** Start of RECORDS FOR THIS EXERCISE **
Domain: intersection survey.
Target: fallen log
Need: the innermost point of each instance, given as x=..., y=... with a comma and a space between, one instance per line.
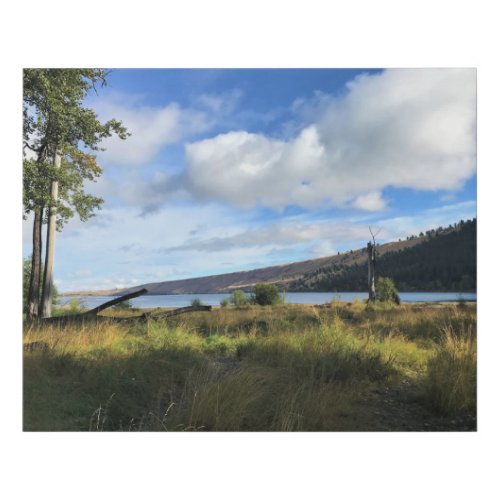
x=160, y=314
x=92, y=314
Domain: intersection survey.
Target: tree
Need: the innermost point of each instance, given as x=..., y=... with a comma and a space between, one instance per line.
x=387, y=291
x=266, y=294
x=27, y=282
x=238, y=298
x=371, y=265
x=60, y=135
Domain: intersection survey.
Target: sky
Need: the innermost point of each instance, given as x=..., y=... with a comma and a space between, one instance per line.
x=230, y=170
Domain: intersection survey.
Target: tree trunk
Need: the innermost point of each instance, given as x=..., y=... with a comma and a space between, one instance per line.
x=36, y=264
x=46, y=302
x=371, y=272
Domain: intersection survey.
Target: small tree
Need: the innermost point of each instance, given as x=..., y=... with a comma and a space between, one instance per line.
x=266, y=294
x=126, y=304
x=239, y=298
x=387, y=291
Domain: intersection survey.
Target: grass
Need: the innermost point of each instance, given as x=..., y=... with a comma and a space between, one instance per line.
x=283, y=368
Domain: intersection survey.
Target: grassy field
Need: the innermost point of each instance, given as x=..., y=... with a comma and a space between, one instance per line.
x=286, y=368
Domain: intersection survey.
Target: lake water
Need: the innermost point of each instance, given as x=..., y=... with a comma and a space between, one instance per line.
x=214, y=299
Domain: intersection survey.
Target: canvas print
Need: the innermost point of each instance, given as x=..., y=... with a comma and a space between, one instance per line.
x=243, y=250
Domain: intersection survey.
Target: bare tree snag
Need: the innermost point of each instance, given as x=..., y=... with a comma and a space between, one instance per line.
x=372, y=296
x=371, y=272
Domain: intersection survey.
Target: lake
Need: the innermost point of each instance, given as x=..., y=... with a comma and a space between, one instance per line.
x=214, y=299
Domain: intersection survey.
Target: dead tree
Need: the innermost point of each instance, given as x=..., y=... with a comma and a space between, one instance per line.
x=372, y=296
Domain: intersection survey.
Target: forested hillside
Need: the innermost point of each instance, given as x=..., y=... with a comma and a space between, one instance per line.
x=444, y=260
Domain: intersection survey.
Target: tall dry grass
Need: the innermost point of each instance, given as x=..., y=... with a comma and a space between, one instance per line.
x=269, y=369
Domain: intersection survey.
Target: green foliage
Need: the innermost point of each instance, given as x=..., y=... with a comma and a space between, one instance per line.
x=239, y=298
x=55, y=119
x=123, y=306
x=74, y=307
x=443, y=260
x=266, y=294
x=26, y=285
x=386, y=290
x=451, y=383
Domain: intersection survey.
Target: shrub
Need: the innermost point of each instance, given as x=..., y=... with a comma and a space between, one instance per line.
x=239, y=299
x=386, y=291
x=266, y=294
x=450, y=387
x=126, y=304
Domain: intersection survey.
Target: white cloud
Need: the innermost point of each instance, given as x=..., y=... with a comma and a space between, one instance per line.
x=412, y=128
x=152, y=128
x=370, y=201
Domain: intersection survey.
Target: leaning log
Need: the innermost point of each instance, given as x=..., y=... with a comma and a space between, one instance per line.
x=92, y=314
x=161, y=314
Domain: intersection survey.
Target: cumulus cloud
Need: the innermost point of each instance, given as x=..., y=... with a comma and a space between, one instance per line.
x=412, y=128
x=152, y=128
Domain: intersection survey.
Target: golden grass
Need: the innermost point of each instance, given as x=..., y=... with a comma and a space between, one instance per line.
x=283, y=368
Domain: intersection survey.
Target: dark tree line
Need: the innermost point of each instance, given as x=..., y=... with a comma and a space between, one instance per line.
x=445, y=260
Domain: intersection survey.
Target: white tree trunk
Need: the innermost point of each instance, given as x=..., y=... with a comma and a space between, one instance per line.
x=371, y=272
x=46, y=302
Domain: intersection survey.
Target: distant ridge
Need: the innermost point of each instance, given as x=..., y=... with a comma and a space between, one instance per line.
x=442, y=259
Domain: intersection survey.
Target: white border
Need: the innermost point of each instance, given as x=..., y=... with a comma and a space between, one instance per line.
x=249, y=34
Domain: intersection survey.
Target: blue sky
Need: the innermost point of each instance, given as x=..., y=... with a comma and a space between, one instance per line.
x=229, y=170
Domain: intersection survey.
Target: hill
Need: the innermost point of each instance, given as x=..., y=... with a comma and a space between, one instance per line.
x=442, y=259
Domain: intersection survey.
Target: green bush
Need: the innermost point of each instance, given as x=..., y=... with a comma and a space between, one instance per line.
x=266, y=294
x=239, y=298
x=386, y=290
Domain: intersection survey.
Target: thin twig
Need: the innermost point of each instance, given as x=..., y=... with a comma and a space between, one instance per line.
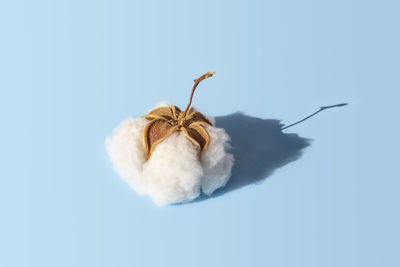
x=315, y=113
x=196, y=82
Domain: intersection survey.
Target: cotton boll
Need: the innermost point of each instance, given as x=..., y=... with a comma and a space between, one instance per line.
** End of RECORDS FOR THIS EXERCISE **
Omit all pictures while transcribing the entries verbatim.

ANSWER TO THE PROBLEM:
Domain: intersection survey.
Target: fallen log
Need: the innermost point of each instance, given as x=..., y=... with a comma and a space between, one instance per line.
x=160, y=314
x=92, y=314
Domain: intersection survey.
Target: tree
Need: the innermost point of each instance, given as x=..., y=... with a comma and a space between, one instance per line.
x=387, y=291
x=266, y=294
x=27, y=282
x=238, y=298
x=371, y=265
x=60, y=135
Domain: intersection survey.
Target: sky
Need: the innermost point of each instance, given as x=..., y=... with a comma and a space between, one instance per line.
x=230, y=170
Domain: intersection survey.
Target: tree trunk
Need: the innermost point of each instance, given as x=..., y=... with a comma and a space between, one instance per line.
x=36, y=264
x=46, y=302
x=371, y=272
Domain: intersection survey.
Target: small tree
Need: the innermost point of each instance, given as x=..., y=... with a comma and a space between, one instance per line.
x=266, y=294
x=126, y=304
x=239, y=298
x=387, y=291
Domain: intersection survey.
Target: grass
Need: the innermost point of each instance, given as x=..., y=... with a comma and a space between, one instance per line.
x=283, y=368
Domain: intersection survey.
Target: grassy field
Need: the innermost point of each instance, given as x=..., y=... with a comma and a space between, one instance per line.
x=286, y=368
Domain: intersection survey.
Target: lake water
Need: the innermost point of each instance, given as x=..., y=... with a comma and a space between, one instance per line.
x=214, y=299
Domain: intersection survey.
Target: canvas print
Need: the innermost point of each instance, given as x=..., y=... with a comma and a space between, one instance per line.
x=243, y=250
Domain: intersection survey.
Target: bare tree snag
Need: the innermost point of each instance, given as x=..., y=... with a comma and a space between, one instance per line.
x=372, y=296
x=371, y=272
Domain: intersection survey.
Target: lake
Need: the innermost point of each instance, given as x=..., y=... with a comma and a space between, one instance per line.
x=214, y=299
Domain: intersection survey.
Target: dead tree
Need: the innermost point of each instance, given as x=..., y=... with a comma and a space between, one instance per line.
x=372, y=296
Domain: intersection survey.
Target: forested hillside
Need: the innermost point of each instance, given as x=..., y=... with a comma and a space between, one instance per line.
x=444, y=260
Domain: intersection survey.
Target: tall dry grass
Need: the innermost point of each instance, given as x=..., y=... with a comma and a space between, one instance per line.
x=269, y=369
Domain: intersection survey.
Target: green foliage
Need: the innermost point of each instance, given as x=..., y=... with a comma and a space between, one instance per line.
x=239, y=298
x=55, y=119
x=123, y=306
x=74, y=307
x=443, y=260
x=266, y=294
x=26, y=285
x=386, y=290
x=451, y=383
Domain: intersection survey.
Target: shrub
Need: the innermost point of each instance, given as x=..., y=... with a comma and a space between, one instance per line.
x=239, y=299
x=386, y=291
x=266, y=294
x=450, y=387
x=126, y=304
Domain: intersection survey.
Target: white cloud
Need: the innermost point of each instance, given as x=..., y=... with a comma and a space between, one instance per line.
x=412, y=128
x=152, y=128
x=370, y=201
Domain: intersection survey.
Target: leaning log
Need: the innermost point of each instance, given as x=..., y=... with a comma and a space between, one instance per line.
x=92, y=314
x=161, y=314
Domain: intersection survey.
Target: cumulus cloud
Need: the innermost point of each instance, given as x=..., y=... with a comma and a space between, one instance per line.
x=412, y=128
x=152, y=128
Domain: intersection survey.
Target: golden grass
Need: the innermost point of each instance, given as x=..., y=... with a comma and a space between, one instance per line.
x=283, y=368
Domain: intersection survey.
Target: dark tree line
Need: the innermost point of each instance, given as x=..., y=... with a comma and a space between, one instance per line.
x=445, y=260
Domain: intersection survey.
Target: white tree trunk
Need: the innermost point of each instance, given as x=..., y=... with a comma and a space between, one instance per line.
x=371, y=272
x=46, y=302
Domain: intersection survey.
Target: distant ridge
Need: the innermost point of each instance, given as x=..., y=... with a comma and a space between, one instance per line.
x=442, y=259
Domain: intersection survey.
Target: white border
Need: the innermost point of each instance, given as x=..., y=... with a comma and a space between, one instance per line.
x=249, y=34
Domain: intersection survey.
Target: blue sky
Need: the innermost point of each instance, given as x=..., y=... with a comma and a space between, one instance per line.
x=229, y=170
Domain: intersection survey.
Target: hill
Need: the innermost point of each instance, given as x=..., y=... with a comma and a space between, one instance per line.
x=442, y=259
Domain: intersection survey.
Target: green bush
Need: the innermost point of each instance, given as x=..., y=... with a comma and a space between, one instance per line.
x=266, y=294
x=239, y=298
x=386, y=290
Domain: intersection survey.
Target: thin twig
Need: the innermost point of each instance, given as x=..., y=... with a comma and a space between, one instance per line.
x=315, y=113
x=196, y=82
Domain: intersection survey.
Target: cotton boll
Need: the innermost point of each instance, given as x=..., y=... with a comma and a space between, one instance per line.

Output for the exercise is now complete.